## The task
Can you reproduce the lines of the items without any change, from the line with "Target: black sign post" up to and including the line with "<point>700,410</point>"?

— Start Excerpted records —

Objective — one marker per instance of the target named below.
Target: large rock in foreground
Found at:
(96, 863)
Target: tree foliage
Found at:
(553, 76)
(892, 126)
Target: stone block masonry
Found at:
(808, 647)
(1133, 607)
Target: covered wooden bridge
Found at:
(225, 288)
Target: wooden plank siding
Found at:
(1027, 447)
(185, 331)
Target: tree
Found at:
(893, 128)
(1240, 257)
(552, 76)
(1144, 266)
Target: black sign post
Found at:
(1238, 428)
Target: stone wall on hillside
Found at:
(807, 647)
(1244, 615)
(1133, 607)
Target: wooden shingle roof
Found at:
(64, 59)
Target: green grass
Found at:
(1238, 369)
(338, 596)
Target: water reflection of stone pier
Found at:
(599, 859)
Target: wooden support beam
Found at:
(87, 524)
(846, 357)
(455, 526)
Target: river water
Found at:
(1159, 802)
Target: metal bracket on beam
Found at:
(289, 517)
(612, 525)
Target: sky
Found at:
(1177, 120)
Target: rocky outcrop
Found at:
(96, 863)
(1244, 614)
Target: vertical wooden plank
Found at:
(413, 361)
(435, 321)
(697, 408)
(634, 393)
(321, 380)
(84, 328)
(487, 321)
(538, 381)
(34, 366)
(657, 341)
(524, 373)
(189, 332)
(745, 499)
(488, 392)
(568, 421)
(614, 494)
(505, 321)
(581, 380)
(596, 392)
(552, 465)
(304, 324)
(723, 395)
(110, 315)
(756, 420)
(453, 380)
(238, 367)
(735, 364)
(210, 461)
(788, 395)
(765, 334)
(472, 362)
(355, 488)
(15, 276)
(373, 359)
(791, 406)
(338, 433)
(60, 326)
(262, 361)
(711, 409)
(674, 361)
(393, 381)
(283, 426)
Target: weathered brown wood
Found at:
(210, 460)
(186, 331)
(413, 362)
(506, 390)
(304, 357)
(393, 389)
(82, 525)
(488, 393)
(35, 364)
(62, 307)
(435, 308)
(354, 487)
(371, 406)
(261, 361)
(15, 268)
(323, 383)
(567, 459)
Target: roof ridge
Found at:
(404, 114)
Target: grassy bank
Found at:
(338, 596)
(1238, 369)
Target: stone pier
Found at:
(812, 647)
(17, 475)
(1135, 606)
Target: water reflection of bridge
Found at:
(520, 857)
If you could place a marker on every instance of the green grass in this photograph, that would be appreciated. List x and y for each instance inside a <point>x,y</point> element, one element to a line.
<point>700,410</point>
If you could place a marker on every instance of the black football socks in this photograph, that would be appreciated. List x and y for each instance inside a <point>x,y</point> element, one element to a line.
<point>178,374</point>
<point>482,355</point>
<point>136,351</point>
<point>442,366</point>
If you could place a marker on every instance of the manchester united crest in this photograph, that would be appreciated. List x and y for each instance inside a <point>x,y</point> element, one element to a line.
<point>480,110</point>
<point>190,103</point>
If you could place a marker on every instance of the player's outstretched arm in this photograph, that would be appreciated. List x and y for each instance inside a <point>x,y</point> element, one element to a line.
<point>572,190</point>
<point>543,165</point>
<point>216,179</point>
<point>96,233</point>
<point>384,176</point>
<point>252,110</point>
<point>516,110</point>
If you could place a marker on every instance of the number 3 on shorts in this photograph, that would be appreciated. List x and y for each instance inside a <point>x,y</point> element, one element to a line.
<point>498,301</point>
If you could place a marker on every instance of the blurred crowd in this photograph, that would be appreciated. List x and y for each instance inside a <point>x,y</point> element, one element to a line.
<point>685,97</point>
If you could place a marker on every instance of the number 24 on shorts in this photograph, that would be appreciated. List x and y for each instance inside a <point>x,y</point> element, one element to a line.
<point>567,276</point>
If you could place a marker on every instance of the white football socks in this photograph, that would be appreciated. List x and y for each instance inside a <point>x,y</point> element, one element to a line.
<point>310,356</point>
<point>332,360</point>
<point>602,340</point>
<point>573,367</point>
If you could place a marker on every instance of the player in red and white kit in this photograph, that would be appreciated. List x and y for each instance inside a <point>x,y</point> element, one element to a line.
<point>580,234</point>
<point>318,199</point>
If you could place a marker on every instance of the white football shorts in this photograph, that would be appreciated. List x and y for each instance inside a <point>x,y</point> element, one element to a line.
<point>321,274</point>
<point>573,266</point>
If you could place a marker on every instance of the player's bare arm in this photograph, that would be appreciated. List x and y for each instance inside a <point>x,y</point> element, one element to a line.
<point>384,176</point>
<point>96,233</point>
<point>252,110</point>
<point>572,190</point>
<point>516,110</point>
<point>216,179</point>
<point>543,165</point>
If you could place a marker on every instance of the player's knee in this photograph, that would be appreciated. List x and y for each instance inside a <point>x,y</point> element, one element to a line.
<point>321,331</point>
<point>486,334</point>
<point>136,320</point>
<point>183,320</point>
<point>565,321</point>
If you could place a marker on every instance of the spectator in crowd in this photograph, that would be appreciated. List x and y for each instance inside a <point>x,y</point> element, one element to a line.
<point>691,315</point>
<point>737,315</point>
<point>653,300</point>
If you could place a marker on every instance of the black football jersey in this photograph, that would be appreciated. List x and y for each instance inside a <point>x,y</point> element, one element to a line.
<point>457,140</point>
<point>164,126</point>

— End Excerpted records —

## Solution to this task
Target: black sign post
Found at:
(1238, 428)
Target: stone wall on hillside
Found at:
(807, 647)
(1244, 615)
(1133, 607)
Target: wooden shingle roof
Found at:
(64, 59)
Target: green grass
Found at:
(1238, 369)
(338, 596)
Target: water reflection of stone pier
Found at:
(599, 859)
Target: wooden support beam
Found at:
(87, 524)
(846, 357)
(455, 526)
Target: river water
Found at:
(1159, 802)
Target: metal bracket on beam
Found at:
(289, 517)
(612, 525)
Target: sky
Found at:
(1177, 120)
Target: rocky outcrop
Found at:
(96, 863)
(1244, 614)
Target: vertical wooden plank
Found at:
(413, 361)
(435, 321)
(697, 408)
(634, 393)
(321, 380)
(84, 328)
(487, 321)
(538, 381)
(34, 366)
(657, 341)
(524, 373)
(189, 332)
(745, 499)
(488, 392)
(568, 421)
(614, 494)
(505, 321)
(581, 380)
(596, 392)
(552, 465)
(304, 324)
(723, 395)
(110, 315)
(756, 420)
(453, 380)
(238, 367)
(735, 364)
(210, 461)
(788, 395)
(765, 334)
(472, 362)
(355, 488)
(15, 276)
(373, 359)
(791, 406)
(338, 433)
(60, 326)
(262, 361)
(711, 409)
(674, 361)
(393, 381)
(283, 426)
Target: weathered brown wood
Found at:
(210, 460)
(186, 331)
(413, 362)
(506, 390)
(304, 357)
(393, 389)
(82, 525)
(488, 393)
(35, 364)
(62, 307)
(435, 308)
(354, 487)
(371, 406)
(261, 361)
(15, 268)
(323, 383)
(567, 459)
Target: roof ridge
Found at:
(404, 114)
Target: grassy bank
Found at:
(338, 596)
(1238, 369)
Target: stone pier
Found at:
(812, 647)
(17, 475)
(1135, 606)
Target: water reflection of bridge
Found at:
(520, 857)
If you could place a marker on every instance of the green grass in this photograph, that would be appreciated. List x and y for each instance inside a <point>x,y</point> element, one element to a line.
<point>700,410</point>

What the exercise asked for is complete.